-- BEGIN Quoted passage --

Graph of a .NET application service's 99% quantile response time

Prometheus is an open source monitoring solution that collects metrics from the system and its applications. As a developer, you can query these metrics and use them to create alerts, which you can use as a source for dashboards. One example would be using Prometheus metrics with Grafana.

In this article, I show you how to use Prometheus to monitor a .NET Core application running on Kubernetes. Note that installation instructions are not included with the article. I do include a reference for using the Prometheus Operator to create and configure Prometheus on Kubernetes.

Note: Learn more about Prometheus' support for monitoring Kubernetes and containerized applications deployed on OpenShift.

Open source monitoring with Prometheus

Prometheus organizes data in a time series. This type of data graph is useful for tracking how a numeric value changes over time. Prometheus then uses the time series to track the following:

  • Counters: Values that can only increment, like the number of requests handled.
  • Gauges: Values that can go up and down, like memory used.
  • Histograms: Values that are counted in a number of buckets, like response time.

A single metric (like HTTP response time) corresponds to multiple time series that have a unique set of labels. Thanks to these labels, you can filter queries for specific criteria, such as the HTTP response time for a particular URL.

Deploying Prometheus

You can use the Prometheus Operator to create and configure Prometheus on Kubernetes. To set up this example, I started by creating a project with a user that has monitoring permissions. I followed the steps described in Monitoring your own services to create the project and user.

-- END Quoted passage --

Requests —
• 1. In one to three sentences, explain what the Prometheus article says labels make possible when a single metric is split into multiple time series.
• 2. According to the Prometheus article, what kind of values does a gauge track?
The records that follow have no connection to the Prometheus article.

-- BEGIN Data --

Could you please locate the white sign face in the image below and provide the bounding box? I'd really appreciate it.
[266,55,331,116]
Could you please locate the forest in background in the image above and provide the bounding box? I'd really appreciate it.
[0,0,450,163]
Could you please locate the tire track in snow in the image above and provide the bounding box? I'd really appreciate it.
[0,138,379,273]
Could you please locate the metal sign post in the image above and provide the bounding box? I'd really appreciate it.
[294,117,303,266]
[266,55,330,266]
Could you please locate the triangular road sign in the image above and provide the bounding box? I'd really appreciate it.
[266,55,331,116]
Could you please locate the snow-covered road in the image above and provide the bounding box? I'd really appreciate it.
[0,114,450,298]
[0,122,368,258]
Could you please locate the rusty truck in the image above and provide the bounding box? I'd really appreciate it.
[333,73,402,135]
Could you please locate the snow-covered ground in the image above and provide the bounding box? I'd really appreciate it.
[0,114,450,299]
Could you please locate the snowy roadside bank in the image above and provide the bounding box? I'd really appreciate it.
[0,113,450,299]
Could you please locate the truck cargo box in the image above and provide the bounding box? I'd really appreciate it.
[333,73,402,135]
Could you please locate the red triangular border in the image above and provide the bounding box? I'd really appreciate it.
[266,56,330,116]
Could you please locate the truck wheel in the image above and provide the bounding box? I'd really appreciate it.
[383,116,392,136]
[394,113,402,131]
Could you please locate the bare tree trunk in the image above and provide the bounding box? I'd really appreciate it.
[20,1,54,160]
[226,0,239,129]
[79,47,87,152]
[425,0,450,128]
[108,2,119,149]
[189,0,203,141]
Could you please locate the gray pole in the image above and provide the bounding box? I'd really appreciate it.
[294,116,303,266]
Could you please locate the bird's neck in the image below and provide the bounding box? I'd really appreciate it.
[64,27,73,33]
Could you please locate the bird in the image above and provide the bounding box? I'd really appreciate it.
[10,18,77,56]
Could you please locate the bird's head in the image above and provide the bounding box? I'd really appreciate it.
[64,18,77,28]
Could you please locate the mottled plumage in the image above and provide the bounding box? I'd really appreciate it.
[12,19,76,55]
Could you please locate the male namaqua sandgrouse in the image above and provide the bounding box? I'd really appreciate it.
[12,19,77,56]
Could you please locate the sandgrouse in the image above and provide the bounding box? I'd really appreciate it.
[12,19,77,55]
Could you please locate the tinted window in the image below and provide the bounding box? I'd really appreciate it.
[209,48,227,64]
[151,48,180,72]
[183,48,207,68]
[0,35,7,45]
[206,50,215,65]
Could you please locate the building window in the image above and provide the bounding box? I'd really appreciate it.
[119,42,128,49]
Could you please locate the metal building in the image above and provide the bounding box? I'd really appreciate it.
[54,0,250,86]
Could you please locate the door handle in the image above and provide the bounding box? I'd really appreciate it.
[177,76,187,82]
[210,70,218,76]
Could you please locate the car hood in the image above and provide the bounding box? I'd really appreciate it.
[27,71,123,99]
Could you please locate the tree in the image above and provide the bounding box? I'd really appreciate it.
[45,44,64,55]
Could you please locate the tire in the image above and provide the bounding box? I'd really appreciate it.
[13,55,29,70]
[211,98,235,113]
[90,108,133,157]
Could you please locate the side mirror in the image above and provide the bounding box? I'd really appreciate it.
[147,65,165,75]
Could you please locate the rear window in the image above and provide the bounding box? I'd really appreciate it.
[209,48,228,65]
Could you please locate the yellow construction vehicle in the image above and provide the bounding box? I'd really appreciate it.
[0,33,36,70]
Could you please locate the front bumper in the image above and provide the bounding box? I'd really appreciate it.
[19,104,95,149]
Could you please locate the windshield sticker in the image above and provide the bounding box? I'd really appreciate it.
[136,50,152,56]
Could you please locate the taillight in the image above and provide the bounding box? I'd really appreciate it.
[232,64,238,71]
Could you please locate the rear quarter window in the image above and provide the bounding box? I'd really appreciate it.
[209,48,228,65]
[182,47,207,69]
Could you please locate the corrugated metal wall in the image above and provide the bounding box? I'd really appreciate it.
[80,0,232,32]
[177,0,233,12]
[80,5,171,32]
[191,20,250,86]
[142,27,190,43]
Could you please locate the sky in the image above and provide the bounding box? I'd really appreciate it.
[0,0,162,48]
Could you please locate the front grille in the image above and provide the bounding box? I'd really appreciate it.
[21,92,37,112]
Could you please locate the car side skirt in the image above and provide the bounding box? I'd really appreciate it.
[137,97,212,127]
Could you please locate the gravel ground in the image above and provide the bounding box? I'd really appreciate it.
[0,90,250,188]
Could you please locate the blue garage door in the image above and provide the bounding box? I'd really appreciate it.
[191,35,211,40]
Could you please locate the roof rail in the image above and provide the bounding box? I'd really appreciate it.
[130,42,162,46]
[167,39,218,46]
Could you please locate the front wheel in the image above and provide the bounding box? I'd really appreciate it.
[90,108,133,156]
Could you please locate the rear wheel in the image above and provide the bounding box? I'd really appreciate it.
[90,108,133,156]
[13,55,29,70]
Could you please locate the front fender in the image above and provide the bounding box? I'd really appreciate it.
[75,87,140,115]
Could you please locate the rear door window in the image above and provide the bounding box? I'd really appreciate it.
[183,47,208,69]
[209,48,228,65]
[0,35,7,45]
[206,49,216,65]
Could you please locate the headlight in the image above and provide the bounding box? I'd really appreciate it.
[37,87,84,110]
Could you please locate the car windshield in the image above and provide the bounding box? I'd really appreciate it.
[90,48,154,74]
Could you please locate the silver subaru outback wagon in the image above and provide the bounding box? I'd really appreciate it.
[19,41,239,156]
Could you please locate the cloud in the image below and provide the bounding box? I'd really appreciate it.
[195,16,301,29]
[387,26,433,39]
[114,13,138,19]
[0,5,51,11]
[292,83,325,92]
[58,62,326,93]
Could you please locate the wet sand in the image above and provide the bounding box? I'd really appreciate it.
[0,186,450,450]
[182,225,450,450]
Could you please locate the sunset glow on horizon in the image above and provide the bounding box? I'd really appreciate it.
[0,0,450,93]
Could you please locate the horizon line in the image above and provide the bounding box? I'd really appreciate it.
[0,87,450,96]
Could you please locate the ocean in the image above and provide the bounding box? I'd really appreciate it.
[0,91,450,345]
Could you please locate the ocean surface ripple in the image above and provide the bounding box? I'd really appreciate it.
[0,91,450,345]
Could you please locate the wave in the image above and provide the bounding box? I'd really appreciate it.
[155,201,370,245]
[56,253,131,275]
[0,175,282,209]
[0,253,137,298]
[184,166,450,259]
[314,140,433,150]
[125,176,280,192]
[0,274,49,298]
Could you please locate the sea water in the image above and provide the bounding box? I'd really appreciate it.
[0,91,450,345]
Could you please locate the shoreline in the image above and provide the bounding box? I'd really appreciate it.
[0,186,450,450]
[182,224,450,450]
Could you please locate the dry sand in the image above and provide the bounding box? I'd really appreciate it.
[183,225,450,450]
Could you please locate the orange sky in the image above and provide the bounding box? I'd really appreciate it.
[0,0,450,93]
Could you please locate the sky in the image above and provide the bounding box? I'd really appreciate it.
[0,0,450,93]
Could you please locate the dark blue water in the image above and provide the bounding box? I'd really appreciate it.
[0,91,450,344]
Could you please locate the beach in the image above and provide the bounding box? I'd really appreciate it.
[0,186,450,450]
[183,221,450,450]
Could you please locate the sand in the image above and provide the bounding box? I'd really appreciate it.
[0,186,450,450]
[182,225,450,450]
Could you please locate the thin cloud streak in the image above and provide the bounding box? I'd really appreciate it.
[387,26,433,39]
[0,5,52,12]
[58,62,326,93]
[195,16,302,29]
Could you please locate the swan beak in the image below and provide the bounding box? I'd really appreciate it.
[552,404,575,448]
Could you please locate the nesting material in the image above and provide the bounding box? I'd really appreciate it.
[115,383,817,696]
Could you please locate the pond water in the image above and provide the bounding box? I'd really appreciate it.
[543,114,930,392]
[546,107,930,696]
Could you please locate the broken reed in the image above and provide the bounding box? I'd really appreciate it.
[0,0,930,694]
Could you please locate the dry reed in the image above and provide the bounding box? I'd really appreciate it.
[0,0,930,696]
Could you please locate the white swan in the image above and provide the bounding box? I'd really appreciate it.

-- END Data --
-- BEGIN Data --

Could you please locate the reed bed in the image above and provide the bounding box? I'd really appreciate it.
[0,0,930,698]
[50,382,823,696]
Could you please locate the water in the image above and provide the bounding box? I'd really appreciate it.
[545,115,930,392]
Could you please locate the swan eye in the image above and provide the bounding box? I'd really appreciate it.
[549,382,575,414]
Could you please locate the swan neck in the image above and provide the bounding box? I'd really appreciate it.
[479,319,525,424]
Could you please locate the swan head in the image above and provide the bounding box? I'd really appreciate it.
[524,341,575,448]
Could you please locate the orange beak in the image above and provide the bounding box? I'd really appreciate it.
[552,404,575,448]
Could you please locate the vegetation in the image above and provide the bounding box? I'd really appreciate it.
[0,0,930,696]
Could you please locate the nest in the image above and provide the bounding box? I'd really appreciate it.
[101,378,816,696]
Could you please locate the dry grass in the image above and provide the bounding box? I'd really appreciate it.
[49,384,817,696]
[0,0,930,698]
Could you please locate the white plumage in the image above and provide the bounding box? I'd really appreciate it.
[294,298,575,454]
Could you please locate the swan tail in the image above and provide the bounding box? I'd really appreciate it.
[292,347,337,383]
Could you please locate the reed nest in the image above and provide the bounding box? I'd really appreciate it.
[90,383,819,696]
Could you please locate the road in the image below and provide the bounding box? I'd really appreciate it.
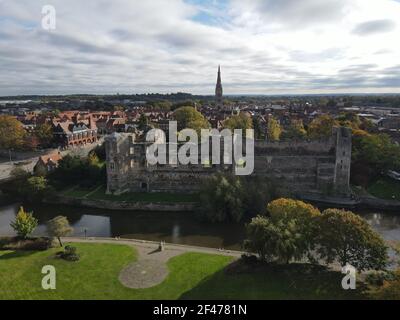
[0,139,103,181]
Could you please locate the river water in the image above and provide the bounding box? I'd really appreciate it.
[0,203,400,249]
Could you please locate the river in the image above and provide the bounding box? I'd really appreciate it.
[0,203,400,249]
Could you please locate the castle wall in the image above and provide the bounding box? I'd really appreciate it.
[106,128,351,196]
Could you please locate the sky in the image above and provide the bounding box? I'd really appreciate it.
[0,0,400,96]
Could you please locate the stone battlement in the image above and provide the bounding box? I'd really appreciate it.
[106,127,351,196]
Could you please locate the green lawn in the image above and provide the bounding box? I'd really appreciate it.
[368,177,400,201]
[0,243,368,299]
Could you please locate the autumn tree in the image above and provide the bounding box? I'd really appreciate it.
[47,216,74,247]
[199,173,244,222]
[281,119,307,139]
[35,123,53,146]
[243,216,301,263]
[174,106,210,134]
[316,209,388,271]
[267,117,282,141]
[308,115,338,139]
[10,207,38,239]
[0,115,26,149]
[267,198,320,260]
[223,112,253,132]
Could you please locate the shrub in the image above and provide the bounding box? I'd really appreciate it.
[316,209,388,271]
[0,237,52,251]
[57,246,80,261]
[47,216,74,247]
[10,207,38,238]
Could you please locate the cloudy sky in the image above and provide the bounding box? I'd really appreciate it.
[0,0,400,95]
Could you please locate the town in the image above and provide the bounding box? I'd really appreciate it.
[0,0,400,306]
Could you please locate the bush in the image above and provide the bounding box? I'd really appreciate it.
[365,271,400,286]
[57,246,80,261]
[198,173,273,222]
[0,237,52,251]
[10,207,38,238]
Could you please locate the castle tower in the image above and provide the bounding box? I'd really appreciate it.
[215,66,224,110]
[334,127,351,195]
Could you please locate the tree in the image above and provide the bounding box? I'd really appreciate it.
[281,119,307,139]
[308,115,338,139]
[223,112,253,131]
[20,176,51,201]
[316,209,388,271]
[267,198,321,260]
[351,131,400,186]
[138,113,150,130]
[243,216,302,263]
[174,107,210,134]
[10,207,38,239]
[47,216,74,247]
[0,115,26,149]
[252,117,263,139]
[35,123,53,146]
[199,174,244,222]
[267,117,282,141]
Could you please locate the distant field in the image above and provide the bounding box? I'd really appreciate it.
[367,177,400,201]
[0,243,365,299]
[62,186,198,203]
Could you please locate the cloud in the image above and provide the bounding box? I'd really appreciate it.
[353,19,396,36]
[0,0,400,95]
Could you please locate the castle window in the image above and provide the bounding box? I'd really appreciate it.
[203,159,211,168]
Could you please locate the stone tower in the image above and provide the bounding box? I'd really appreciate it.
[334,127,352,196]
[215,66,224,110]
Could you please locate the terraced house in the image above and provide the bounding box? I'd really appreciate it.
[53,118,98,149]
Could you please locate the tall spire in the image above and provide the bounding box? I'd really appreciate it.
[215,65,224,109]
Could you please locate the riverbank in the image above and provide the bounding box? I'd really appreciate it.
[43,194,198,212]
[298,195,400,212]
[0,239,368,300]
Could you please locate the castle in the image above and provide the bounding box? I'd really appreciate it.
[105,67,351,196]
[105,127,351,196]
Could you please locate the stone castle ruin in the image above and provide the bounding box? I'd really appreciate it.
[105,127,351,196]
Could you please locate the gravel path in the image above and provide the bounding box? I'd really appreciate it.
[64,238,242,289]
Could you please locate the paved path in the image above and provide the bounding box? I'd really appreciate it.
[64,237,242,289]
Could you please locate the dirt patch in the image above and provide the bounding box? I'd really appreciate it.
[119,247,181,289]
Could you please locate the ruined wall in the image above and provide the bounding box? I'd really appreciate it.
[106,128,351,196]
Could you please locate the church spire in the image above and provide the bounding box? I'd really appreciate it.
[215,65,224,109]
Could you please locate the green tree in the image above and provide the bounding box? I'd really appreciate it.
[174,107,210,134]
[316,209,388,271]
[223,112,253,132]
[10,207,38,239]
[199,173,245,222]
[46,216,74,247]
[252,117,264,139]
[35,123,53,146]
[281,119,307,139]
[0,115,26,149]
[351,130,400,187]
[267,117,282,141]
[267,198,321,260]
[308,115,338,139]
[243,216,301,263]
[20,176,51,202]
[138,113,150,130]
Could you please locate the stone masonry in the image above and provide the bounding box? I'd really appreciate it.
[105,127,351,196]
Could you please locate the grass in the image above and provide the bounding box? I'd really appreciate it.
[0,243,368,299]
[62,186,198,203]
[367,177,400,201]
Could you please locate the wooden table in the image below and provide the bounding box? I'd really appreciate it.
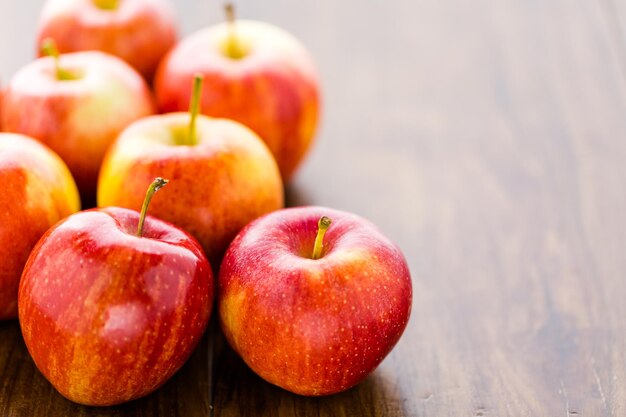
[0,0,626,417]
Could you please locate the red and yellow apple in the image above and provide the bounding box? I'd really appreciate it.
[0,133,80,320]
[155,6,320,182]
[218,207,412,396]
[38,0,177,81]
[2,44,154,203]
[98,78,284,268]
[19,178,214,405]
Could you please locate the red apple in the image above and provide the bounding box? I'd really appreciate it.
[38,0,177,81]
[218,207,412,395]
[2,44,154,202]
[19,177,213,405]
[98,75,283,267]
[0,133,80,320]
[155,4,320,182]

-- END Data --

The responses —
• 1. A single metric, such as HTTP response time, corresponds to multiple time series, each with a unique set of labels. Those labels let you filter queries for specific criteria, such as the HTTP response time for a particular URL.

• 2. Values that can go up and down, like memory used.